▶ [ИСХОДНЫЙ ТЕКСТ]

Не будь такого, я принял бы эту рукопись как произведение вполне законченное, ибо характеры героев уже достаточно ярко прорисовались, а судьбы их уже прошли цикл достаточно завершенный; ведь не обязан же автор включать своих читателей в погребальные шествия.
Пересказывать содержание художественного произведения есть дело, как известно, вдвойне опасное – и для произведения, и для пересказчика. Вопреки этому не то правилу, не то обстоятельству, сообщу, единственно по обязанности рецензента, что герои романа обитают и действуют в небольшом рабочем поселке на Среднем Урале. Герои у него люди местные, ничем не велики. Время – послевоенное десятилетие.
А. С. Ф.[30] берет силой рассказа, силой слова, самобытного писательского слова, настоящего русского слова, которое льется будто бы само, наполняя живой кровью все, чего только коснется. Нет мелкого, все хорошо.
Конечно, у автора свой язык, свое слово, которое остается, однако, чистым русским словом. Ему дается писать по правилам вольности русской речи. Именно этим он и ведет меня, читателя, и я иду за ним с радостью.
Не знаю, печатался ли А. С. Ф. где-то и когда-то, но разве в этом соль! Он мастерски занял позицию рассказчика, что освобождает ему место и дает свободу речи. А пользуется он речью с отменным чувством, меры, тонким вкусом, обнаруживая дар подлинного писателя.
Ему придется защищаться, и его надо будет защищать от педантизма корректоров, ибо у него есть обязательные для нашей речи «уклонения». Так хотя бы, он пишет «Иван Максимыча» или «Иван Максимычу» вместо Ивана и Ивану. Что поделаешь, такова наша живая речь, и здесь, как и в другом подобном, его защитит помянутая выше позиция рассказчика.
По-моему, роман отвечает известным требованиям, предъявляемым современностью.
Настоятельно рекомендую редакции принять роман А. С. Ф.
*
Война дочиста обездолила Катю Мушкину. Почти подростком она выходит замуж – она пришла в загс 22 июня 1941 года с таким же почти юношей, которого тут же унесла война, чтоб уложить под Ельней. Тогда же погибает и отец Кати на войне, а матери она лишилась еще раньше. Катя добивается зачисления в армию и воюет танкистом. В мае 1945 года, после взятия Кенигсберга, под нелепой пулей гибнет ее коротенькая, но прекрасная фронтовая любовь. Катя возвращается в Москву; никому не нужная демобилизованная женщина-сержант бездомна, так как она, уходя в армию, просто бросила свое жилье, которое прочно заняли чужие, – тягаться Кате с ними не под силу. Она находит пристанище в подмосковной деревушке, устраивается в соседнем Доме творчества Союза писателей и живет…[31]
Сверх своего обыкновения, я взялся за неблагодарную задачу пересказа сюжета, который проще было бы передать словами старинной польской песни:
Бедняк, ты идешь воевать,
в бурю, в пыли.
Ты будешь спать под звездой
в лесах, в пустыне.
Бедняк, ты вернешься с войны
и найдешь голь, нищету.

▶ [ВОПРОСЫ]
[a] Переведите на английский язык предложение из рецензии: «Настоятельно рекомендую редакции принять роман А. С. Ф.»
[b] Пожалуйста, перечислите все географические названия, которые упоминаются в рецензии.
[c] Кем воевала Катя Мушкина, согласно рецензии?

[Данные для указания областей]

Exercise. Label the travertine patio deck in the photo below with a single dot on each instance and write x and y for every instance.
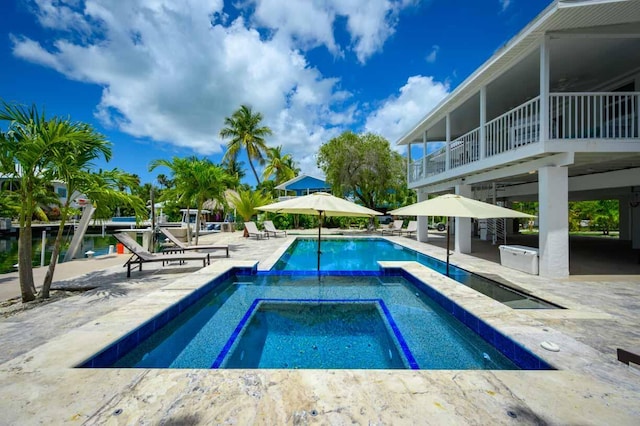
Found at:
(38, 385)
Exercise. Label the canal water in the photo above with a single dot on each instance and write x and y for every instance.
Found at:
(9, 248)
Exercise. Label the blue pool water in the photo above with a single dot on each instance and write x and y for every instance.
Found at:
(362, 254)
(266, 321)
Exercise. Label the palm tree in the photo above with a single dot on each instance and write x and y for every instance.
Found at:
(25, 153)
(103, 189)
(34, 151)
(234, 168)
(196, 181)
(245, 203)
(282, 166)
(245, 132)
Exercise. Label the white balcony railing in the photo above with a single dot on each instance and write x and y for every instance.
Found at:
(593, 115)
(436, 162)
(465, 149)
(613, 115)
(416, 171)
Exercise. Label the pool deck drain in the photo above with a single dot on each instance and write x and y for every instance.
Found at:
(39, 346)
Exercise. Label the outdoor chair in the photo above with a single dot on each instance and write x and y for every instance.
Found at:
(141, 255)
(252, 230)
(270, 228)
(396, 226)
(412, 228)
(181, 247)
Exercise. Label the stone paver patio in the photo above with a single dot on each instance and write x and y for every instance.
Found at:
(40, 347)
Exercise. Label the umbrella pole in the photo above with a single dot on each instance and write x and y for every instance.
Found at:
(448, 238)
(319, 232)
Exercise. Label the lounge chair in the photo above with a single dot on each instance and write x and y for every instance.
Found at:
(412, 228)
(181, 247)
(141, 255)
(270, 228)
(252, 229)
(396, 226)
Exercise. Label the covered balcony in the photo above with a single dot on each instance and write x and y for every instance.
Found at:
(577, 118)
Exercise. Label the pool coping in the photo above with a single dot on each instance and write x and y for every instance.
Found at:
(40, 386)
(117, 326)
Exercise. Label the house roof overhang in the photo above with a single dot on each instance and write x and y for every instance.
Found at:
(561, 16)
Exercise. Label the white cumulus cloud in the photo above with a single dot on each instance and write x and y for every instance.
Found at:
(171, 71)
(400, 112)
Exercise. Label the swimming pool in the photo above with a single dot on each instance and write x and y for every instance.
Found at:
(362, 254)
(380, 321)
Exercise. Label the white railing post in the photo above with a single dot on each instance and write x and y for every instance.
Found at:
(409, 165)
(447, 157)
(483, 122)
(544, 89)
(424, 154)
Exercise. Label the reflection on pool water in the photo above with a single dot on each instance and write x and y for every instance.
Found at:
(362, 254)
(266, 321)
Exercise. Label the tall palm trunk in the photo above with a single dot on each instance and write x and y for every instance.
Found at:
(254, 170)
(198, 223)
(48, 278)
(25, 270)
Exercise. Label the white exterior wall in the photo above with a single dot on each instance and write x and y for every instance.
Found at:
(423, 230)
(553, 185)
(463, 224)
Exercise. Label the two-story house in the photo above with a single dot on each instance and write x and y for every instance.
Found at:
(553, 116)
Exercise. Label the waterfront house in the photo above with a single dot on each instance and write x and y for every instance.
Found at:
(553, 116)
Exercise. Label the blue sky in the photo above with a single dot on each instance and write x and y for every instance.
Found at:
(158, 77)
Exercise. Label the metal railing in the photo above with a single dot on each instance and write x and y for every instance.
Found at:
(465, 149)
(611, 115)
(593, 115)
(513, 129)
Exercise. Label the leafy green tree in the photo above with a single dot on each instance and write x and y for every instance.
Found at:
(246, 202)
(195, 181)
(245, 131)
(234, 168)
(102, 188)
(34, 151)
(282, 166)
(363, 166)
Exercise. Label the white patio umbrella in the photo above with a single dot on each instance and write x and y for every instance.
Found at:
(452, 205)
(321, 204)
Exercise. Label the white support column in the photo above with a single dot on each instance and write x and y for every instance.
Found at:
(448, 146)
(463, 224)
(423, 230)
(483, 121)
(553, 193)
(424, 154)
(544, 89)
(634, 204)
(624, 218)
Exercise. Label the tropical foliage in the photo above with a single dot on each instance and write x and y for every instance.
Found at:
(35, 151)
(246, 201)
(245, 132)
(195, 181)
(279, 165)
(365, 167)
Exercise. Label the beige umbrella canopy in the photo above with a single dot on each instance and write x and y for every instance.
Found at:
(452, 205)
(320, 204)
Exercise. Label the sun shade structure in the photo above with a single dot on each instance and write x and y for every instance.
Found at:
(452, 205)
(322, 205)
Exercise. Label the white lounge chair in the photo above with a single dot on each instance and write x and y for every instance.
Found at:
(270, 228)
(252, 230)
(182, 247)
(396, 226)
(412, 228)
(141, 255)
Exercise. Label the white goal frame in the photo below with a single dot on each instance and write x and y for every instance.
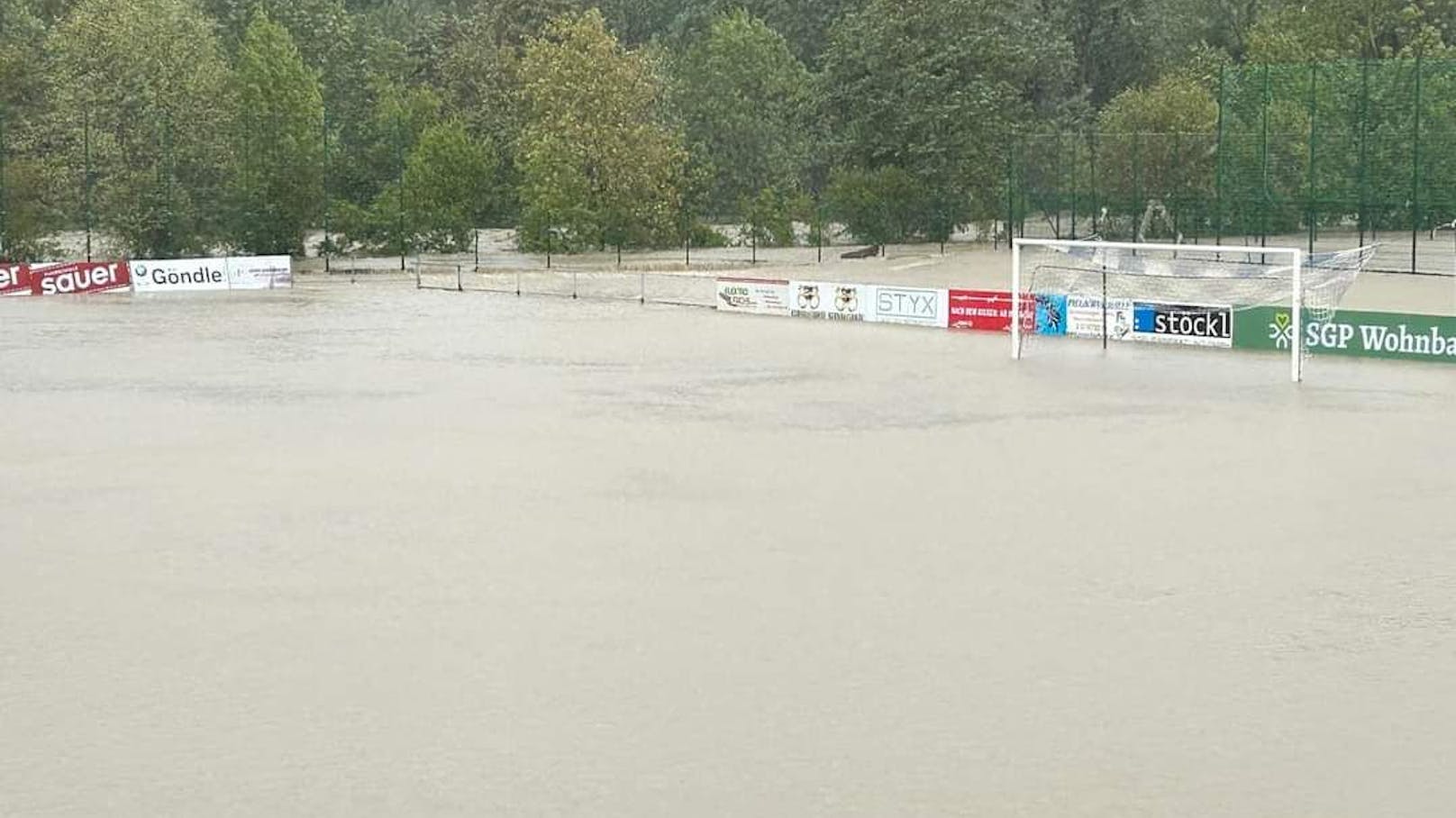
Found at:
(1295, 255)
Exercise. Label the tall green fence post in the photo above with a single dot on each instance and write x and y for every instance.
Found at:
(87, 179)
(5, 243)
(1217, 162)
(323, 250)
(1309, 195)
(399, 159)
(1415, 166)
(1264, 162)
(1073, 188)
(1365, 149)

▶ [ОТВЕТЫ ПО ЗАДАНИЯМ]
[a] I strongly recommend that the editorial board accept A. S. F.'s novel.

[b] Средний Урал, Ельня, Кенигсберг, Москва

[c] Танкистом.